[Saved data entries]
+--

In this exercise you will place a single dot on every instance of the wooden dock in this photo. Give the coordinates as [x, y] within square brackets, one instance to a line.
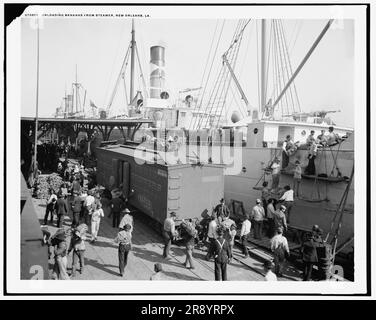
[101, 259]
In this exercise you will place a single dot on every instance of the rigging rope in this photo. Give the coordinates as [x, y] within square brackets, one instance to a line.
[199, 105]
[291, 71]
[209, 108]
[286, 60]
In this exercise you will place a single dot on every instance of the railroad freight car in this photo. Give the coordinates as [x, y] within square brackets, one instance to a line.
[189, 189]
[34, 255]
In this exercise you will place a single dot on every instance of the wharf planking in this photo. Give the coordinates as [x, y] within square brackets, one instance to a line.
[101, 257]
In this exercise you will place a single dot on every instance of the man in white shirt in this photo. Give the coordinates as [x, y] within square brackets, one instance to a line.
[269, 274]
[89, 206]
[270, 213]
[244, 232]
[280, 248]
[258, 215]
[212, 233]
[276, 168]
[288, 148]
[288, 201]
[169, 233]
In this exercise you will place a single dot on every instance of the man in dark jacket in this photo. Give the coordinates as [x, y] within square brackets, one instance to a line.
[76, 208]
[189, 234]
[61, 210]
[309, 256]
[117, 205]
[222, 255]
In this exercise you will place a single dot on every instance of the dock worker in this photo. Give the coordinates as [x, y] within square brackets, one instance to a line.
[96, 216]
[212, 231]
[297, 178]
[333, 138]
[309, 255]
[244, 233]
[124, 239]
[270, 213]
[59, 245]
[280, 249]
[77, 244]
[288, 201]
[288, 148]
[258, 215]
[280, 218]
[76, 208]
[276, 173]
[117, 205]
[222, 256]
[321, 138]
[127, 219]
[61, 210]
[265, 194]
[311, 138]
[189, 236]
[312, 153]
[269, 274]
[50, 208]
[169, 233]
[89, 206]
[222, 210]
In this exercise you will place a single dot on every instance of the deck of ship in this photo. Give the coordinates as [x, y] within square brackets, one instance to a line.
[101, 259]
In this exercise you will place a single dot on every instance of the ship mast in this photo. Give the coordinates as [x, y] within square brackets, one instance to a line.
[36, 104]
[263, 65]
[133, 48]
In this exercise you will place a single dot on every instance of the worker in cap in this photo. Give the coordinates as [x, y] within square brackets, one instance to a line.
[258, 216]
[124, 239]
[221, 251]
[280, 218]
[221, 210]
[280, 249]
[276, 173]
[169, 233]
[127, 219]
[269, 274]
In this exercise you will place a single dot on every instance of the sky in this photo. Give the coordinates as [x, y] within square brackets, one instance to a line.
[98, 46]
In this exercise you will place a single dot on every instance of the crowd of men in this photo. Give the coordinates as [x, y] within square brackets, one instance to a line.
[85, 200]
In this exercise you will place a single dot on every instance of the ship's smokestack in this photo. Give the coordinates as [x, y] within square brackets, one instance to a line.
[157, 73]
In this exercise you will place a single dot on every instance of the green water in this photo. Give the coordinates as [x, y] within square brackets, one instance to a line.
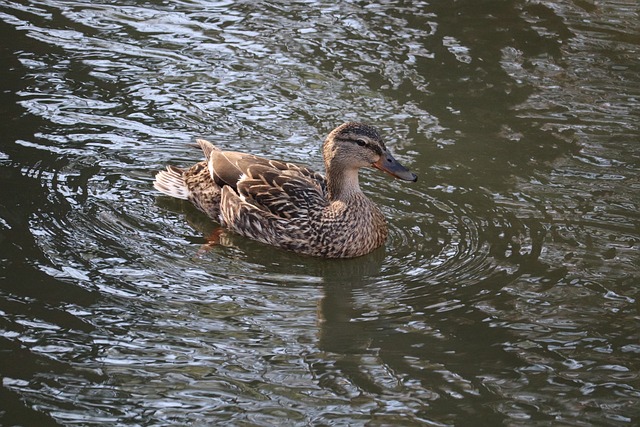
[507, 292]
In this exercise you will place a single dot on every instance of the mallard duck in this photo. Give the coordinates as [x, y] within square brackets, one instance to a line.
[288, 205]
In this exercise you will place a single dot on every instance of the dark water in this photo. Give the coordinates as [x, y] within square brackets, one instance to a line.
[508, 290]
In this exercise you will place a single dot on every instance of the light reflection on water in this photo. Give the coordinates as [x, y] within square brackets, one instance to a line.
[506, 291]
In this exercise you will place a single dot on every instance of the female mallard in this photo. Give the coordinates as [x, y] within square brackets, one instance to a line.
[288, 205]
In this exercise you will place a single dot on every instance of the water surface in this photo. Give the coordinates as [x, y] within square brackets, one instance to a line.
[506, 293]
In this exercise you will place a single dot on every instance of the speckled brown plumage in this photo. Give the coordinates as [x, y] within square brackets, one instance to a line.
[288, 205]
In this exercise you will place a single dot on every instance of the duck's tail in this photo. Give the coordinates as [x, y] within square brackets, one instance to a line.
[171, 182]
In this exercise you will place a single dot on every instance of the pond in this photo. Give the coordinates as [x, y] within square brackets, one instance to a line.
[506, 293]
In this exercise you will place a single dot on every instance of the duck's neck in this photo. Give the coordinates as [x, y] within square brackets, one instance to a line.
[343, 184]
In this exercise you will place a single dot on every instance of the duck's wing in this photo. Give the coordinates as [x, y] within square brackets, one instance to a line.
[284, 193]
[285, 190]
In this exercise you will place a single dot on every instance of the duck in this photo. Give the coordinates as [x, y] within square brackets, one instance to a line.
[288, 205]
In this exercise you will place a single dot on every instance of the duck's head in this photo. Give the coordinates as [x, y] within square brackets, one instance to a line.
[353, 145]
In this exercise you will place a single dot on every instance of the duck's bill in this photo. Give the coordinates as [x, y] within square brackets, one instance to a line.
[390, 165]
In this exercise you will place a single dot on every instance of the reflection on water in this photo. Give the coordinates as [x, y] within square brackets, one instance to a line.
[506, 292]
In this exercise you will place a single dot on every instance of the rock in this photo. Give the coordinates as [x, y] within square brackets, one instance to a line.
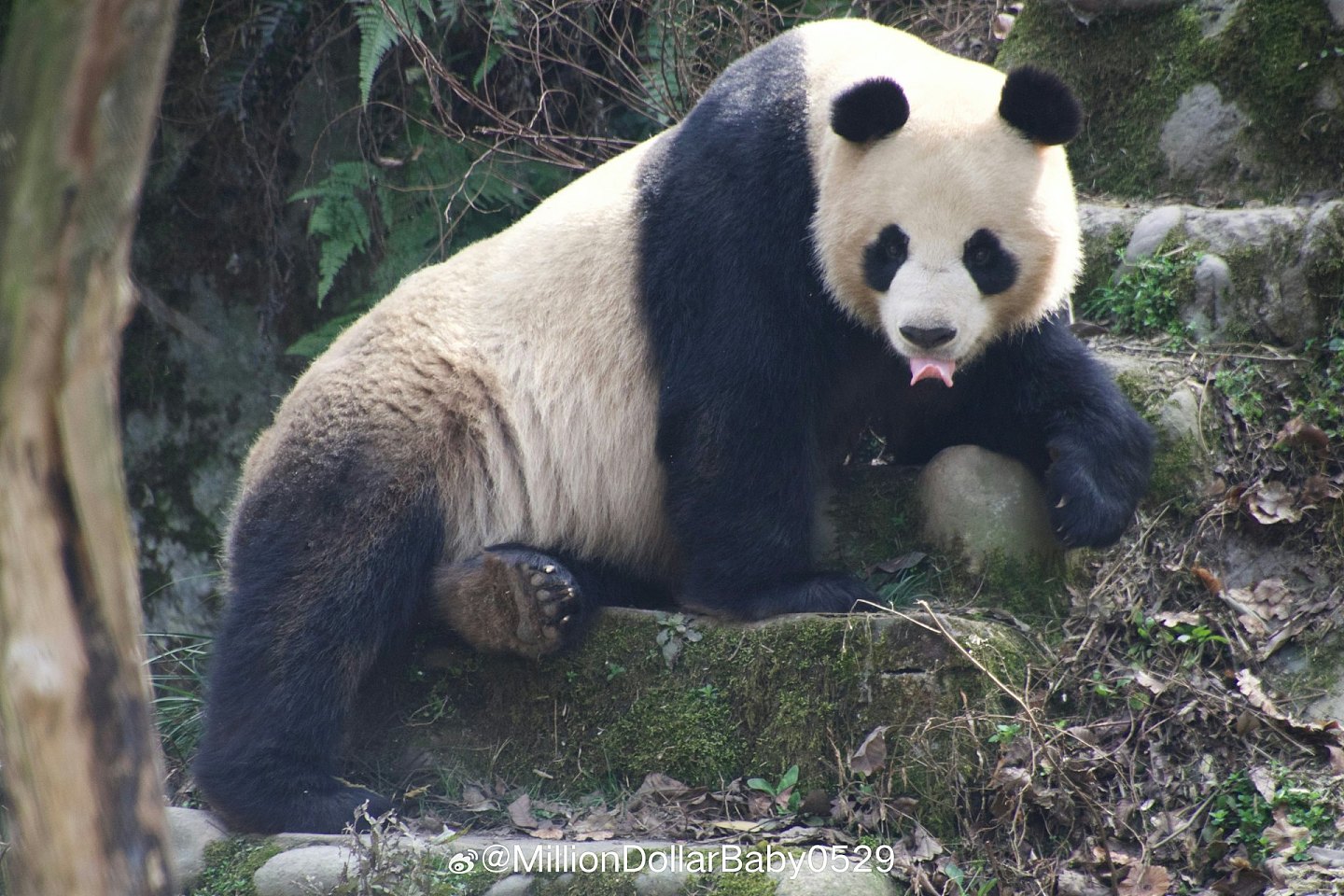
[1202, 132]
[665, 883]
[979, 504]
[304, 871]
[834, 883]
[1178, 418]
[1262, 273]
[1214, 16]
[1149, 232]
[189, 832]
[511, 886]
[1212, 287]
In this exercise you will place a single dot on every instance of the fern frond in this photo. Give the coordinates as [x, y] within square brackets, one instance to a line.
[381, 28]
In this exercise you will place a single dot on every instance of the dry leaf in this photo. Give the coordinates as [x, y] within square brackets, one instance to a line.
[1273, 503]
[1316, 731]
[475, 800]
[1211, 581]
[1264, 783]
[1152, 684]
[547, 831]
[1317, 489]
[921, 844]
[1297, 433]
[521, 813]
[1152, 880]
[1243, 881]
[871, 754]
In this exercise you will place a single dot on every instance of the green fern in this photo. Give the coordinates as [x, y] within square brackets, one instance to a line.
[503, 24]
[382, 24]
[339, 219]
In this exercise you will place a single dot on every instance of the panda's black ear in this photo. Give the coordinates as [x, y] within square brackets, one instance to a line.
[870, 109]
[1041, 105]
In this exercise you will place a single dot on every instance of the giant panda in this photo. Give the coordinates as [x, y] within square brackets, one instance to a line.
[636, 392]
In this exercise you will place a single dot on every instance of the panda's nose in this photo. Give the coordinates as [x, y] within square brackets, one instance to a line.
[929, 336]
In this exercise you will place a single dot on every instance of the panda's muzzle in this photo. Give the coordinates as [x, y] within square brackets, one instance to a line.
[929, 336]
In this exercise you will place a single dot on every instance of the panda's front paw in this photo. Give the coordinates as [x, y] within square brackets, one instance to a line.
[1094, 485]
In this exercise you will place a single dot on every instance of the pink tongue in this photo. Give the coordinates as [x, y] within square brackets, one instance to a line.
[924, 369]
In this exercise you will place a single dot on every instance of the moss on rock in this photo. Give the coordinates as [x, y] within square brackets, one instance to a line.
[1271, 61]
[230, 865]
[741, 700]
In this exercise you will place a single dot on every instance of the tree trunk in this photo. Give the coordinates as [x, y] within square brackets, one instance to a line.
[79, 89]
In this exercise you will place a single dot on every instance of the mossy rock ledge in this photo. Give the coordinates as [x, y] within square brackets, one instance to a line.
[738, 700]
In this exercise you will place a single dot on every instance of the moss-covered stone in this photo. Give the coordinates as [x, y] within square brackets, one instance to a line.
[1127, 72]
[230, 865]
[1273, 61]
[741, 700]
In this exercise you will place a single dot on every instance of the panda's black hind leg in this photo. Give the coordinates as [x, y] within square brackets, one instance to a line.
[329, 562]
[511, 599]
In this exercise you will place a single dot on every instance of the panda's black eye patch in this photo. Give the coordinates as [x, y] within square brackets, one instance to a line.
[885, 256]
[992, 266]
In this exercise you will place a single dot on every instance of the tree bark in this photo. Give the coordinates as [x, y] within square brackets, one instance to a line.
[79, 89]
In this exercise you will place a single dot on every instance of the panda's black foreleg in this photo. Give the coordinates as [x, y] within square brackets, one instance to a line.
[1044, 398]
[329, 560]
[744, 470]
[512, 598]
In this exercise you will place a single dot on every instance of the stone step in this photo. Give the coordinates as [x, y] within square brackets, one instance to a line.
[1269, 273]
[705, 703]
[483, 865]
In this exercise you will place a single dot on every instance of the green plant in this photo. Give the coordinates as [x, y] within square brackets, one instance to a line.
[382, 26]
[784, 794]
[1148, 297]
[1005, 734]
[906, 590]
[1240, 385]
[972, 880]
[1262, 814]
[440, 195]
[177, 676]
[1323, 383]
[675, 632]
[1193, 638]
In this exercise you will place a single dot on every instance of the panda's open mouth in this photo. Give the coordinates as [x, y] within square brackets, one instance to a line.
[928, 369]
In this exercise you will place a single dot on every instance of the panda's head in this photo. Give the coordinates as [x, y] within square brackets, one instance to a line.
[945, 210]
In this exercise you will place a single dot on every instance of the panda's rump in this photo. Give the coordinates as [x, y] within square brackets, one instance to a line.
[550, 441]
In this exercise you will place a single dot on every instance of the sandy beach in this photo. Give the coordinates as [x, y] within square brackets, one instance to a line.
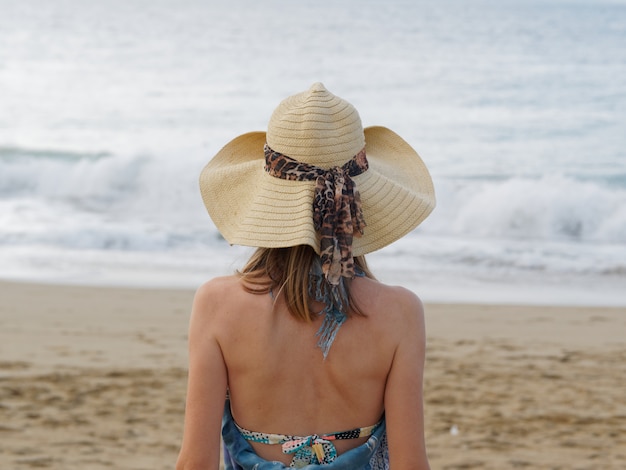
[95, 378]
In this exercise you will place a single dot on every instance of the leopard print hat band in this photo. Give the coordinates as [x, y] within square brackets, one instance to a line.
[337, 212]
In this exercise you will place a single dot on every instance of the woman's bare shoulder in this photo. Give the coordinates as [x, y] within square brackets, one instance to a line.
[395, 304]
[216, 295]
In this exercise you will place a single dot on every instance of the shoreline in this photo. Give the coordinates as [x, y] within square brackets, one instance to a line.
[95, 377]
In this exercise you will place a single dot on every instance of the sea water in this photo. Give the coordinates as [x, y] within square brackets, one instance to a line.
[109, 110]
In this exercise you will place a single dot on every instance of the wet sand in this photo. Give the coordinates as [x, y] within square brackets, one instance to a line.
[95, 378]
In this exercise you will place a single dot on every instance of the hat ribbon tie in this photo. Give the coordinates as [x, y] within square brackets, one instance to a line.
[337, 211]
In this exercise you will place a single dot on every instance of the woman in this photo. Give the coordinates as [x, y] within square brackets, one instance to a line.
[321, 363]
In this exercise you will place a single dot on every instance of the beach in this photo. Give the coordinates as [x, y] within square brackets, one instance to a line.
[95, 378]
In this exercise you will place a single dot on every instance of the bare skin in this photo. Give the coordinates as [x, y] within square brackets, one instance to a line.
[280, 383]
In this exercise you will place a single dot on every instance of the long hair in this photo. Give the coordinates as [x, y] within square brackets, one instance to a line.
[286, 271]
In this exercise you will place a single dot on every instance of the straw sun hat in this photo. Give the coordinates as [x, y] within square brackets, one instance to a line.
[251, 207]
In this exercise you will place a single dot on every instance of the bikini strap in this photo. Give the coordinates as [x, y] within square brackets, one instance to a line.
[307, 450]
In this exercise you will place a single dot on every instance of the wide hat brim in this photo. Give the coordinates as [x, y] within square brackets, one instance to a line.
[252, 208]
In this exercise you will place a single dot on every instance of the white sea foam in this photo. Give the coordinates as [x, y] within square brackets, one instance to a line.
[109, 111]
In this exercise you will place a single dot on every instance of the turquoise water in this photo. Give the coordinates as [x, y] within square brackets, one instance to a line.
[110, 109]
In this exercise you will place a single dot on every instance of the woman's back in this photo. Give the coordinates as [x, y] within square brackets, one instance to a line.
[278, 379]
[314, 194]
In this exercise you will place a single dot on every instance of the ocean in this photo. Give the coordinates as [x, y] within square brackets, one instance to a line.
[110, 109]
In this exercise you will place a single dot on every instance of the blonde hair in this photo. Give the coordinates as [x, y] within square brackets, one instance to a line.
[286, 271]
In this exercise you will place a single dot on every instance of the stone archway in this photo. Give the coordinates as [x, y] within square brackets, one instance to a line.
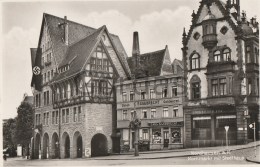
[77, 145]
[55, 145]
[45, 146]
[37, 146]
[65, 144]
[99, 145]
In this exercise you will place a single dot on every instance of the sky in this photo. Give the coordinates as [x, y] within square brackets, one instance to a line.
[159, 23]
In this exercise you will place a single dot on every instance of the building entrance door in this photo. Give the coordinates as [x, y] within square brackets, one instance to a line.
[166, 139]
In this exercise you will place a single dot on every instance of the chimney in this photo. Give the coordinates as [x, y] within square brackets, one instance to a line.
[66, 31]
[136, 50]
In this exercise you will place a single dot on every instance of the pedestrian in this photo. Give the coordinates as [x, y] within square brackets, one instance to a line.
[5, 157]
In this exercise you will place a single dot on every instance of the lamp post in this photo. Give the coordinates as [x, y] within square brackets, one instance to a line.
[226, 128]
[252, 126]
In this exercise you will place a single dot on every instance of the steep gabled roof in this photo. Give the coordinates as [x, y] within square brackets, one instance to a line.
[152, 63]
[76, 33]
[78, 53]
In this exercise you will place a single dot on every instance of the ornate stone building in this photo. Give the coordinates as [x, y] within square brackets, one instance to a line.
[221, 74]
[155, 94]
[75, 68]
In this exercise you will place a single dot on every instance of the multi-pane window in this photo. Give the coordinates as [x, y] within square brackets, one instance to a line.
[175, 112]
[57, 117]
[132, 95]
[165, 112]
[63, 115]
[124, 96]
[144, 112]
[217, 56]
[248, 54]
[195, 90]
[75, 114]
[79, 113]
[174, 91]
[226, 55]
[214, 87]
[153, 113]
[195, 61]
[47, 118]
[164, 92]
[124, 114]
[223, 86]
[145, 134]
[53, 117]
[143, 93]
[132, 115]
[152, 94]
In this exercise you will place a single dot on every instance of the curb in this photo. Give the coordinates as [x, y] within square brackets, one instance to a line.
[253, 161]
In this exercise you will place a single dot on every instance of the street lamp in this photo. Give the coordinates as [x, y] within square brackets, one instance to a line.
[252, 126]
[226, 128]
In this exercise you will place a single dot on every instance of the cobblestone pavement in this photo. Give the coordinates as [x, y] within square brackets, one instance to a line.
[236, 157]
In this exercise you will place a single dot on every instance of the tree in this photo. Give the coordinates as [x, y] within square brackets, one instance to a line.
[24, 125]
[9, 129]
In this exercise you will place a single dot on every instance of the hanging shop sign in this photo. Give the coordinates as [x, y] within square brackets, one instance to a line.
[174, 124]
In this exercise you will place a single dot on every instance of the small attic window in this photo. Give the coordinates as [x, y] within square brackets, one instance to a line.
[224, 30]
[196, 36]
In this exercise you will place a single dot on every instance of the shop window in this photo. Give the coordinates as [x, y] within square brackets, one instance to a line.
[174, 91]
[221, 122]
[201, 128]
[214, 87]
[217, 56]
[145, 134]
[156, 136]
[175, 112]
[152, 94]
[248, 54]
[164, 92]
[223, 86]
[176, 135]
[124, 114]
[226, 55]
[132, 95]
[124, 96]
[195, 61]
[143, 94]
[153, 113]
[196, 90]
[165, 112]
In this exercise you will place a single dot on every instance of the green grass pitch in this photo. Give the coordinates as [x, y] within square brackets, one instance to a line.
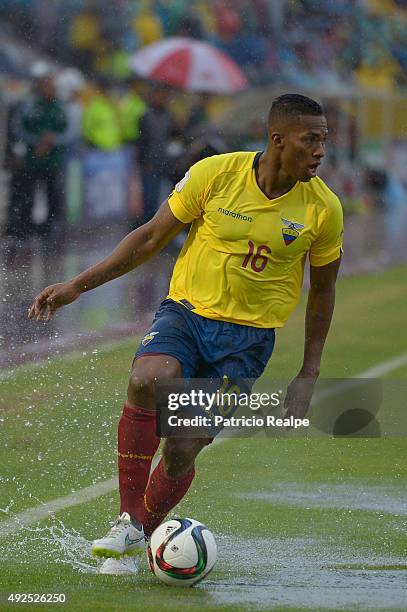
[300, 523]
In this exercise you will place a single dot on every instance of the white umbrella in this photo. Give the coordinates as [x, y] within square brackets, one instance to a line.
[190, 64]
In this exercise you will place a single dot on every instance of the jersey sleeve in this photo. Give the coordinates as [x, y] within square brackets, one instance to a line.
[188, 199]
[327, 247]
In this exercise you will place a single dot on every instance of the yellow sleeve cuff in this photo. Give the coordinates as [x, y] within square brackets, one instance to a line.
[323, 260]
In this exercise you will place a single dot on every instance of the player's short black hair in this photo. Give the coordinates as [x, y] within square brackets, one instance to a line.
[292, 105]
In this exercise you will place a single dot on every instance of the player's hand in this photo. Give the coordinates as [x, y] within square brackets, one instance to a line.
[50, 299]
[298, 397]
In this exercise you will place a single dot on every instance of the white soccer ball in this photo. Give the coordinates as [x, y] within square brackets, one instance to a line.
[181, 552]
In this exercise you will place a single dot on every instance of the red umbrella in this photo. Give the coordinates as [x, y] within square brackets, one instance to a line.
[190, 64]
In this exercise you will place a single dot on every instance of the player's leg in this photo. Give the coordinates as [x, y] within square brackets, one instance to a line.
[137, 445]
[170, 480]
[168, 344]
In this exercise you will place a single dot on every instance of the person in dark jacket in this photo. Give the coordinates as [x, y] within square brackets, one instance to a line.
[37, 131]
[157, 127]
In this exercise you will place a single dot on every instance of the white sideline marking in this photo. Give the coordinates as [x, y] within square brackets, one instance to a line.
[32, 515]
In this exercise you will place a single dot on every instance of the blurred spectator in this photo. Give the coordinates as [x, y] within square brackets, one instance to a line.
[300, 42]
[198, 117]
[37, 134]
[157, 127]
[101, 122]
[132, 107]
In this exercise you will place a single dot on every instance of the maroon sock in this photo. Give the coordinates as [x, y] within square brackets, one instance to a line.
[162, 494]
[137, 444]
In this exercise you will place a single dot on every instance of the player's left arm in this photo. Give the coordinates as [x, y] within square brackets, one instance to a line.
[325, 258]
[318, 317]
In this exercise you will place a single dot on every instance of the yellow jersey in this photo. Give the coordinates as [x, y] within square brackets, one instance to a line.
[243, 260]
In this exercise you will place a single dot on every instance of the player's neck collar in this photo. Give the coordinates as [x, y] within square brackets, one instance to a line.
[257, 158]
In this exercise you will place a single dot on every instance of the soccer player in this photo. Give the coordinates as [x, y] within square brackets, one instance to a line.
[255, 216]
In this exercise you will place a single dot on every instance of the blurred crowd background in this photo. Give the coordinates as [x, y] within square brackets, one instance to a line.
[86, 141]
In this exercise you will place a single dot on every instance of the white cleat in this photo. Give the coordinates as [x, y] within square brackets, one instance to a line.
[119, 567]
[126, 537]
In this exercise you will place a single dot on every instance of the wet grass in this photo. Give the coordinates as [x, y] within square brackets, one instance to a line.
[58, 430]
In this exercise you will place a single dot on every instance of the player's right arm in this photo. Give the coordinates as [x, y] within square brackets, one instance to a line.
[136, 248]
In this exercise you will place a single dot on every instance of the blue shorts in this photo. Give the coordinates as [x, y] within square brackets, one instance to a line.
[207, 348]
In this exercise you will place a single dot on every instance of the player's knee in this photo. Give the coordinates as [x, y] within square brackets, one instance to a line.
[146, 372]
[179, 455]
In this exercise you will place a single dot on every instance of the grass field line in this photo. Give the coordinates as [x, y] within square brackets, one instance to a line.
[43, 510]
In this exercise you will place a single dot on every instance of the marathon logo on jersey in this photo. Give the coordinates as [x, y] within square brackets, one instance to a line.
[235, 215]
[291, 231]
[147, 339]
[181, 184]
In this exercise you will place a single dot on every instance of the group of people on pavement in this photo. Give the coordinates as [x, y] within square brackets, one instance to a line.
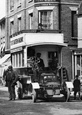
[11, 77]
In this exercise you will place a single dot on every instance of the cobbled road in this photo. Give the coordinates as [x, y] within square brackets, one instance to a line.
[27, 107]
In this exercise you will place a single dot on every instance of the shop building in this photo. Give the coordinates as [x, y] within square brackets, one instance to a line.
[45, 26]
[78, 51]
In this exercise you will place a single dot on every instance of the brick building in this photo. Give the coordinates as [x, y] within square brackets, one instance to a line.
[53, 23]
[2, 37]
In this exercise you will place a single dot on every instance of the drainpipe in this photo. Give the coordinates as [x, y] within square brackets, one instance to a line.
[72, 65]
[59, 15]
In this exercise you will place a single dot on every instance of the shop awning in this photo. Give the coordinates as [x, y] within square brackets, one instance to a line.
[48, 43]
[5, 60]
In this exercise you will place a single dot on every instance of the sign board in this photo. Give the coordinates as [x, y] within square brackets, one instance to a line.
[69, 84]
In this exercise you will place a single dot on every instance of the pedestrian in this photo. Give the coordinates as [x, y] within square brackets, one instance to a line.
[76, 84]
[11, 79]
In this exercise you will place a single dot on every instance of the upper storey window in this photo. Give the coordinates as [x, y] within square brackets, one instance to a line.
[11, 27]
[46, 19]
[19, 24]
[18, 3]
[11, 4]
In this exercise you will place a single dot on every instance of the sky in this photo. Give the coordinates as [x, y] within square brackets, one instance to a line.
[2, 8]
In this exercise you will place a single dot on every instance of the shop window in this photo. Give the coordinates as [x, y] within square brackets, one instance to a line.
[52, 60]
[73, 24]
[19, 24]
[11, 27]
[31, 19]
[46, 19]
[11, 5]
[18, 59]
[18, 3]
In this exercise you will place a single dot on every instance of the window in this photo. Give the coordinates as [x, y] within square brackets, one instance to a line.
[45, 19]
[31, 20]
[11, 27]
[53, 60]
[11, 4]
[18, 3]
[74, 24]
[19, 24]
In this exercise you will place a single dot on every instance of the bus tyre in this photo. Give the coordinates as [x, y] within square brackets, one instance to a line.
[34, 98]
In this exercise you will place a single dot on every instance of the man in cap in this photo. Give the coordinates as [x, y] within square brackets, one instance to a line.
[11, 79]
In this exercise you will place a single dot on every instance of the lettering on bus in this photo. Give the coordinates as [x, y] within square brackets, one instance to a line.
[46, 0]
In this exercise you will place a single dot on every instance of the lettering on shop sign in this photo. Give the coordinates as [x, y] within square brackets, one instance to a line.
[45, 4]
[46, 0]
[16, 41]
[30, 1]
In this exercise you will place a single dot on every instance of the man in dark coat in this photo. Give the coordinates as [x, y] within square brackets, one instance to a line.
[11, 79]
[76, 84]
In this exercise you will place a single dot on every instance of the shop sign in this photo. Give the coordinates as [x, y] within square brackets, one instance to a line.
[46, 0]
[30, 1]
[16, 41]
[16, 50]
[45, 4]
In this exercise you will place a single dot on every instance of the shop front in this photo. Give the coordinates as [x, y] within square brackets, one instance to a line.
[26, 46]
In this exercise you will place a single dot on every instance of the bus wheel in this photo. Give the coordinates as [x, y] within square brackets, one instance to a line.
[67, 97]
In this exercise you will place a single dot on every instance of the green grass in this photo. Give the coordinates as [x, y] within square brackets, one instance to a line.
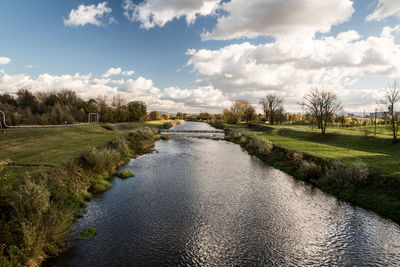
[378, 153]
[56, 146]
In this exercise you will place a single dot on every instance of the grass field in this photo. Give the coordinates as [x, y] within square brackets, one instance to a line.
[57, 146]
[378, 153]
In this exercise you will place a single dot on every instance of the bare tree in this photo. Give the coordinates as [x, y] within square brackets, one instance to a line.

+--

Repeat exactly the lines from the one containing "the bus wheel" through the last line of the records above, both included, and leave out the pictures.

In this exercise you will place a single dot on every instance of the bus wheel in this photo. Give the coordinates as [x, y] within square brackets, one instance to a line.
[67, 97]
In this exercise you will place a single dot on every instance of the green grass in this photo. Give the coordinates as [x, y] within square brackets, one instance to a line.
[378, 153]
[56, 146]
In this exercise you will place a single dot on every instance of the grass field in this photo. Give the coordinates as [x, y] within square brackets, one instance to a line.
[57, 146]
[378, 153]
In this exercise you will place a single dot on every instance of the bare tree in this photo. Give the coordinates as [x, y] within square brackets, one instance to a line.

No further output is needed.